»»

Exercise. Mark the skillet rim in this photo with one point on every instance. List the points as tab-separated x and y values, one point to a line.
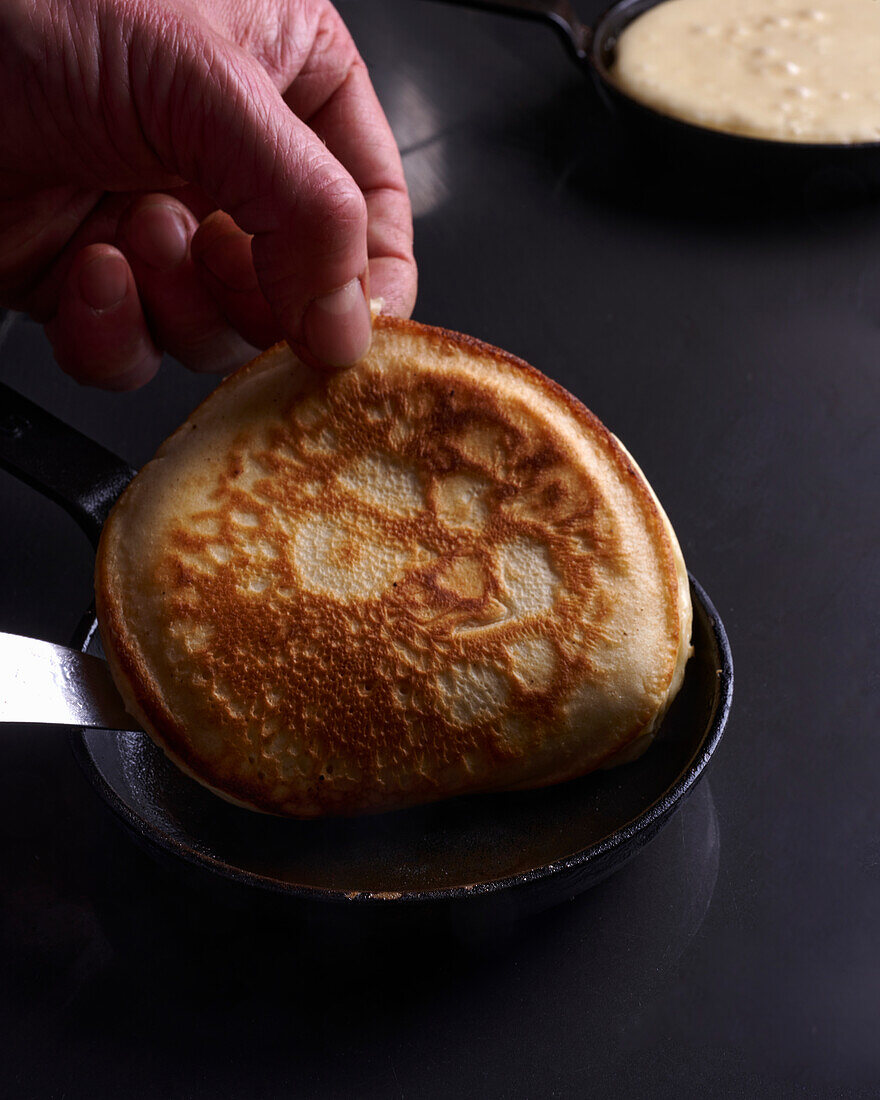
604	32
604	857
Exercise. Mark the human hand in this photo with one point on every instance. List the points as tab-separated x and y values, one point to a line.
197	176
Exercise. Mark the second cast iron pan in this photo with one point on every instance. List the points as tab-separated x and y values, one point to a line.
697	156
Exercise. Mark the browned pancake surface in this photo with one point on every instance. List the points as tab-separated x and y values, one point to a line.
429	574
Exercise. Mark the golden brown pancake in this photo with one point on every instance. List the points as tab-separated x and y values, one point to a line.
430	574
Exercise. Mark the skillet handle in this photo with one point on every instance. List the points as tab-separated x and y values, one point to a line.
559	13
65	465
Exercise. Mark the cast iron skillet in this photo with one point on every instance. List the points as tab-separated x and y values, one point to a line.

««

• **About this task**
What you hand back should match the entries above exactly, except that no picture appears.

• **Expected answer**
Exercise. Mark the skillet rim in this photo with one point on every instance. List the points as tab-separated x and y values, one point to a line.
604	32
604	857
Exercise. Mark the human hand in this photo with one point on every instance. List the points as tab-separated x and y values, one point to a line.
197	176
Exercise. Mark the second cast iron pan in this photo with one point on every instance. List the points as tab-separated x and y values, one point to a line.
697	156
Exercise. Mark the browned pancake surface in this photo with one point on every instance. List the points as tab-separated x and y values, one point to a line.
429	574
Exercise. Mark the golden brown pancake in this photo with one point on every instance. List the points as tab-separated x and y values, one point to a line.
430	574
Exercise. Mark the skillet handle in this photo with one point on every instance. List the points as tab-separated x and y values, one point to a line.
559	13
65	465
Exercise. Mark the cast iron skillet in this photo with one point on every instance. List the points as tab-separated x and y values, one point to a line.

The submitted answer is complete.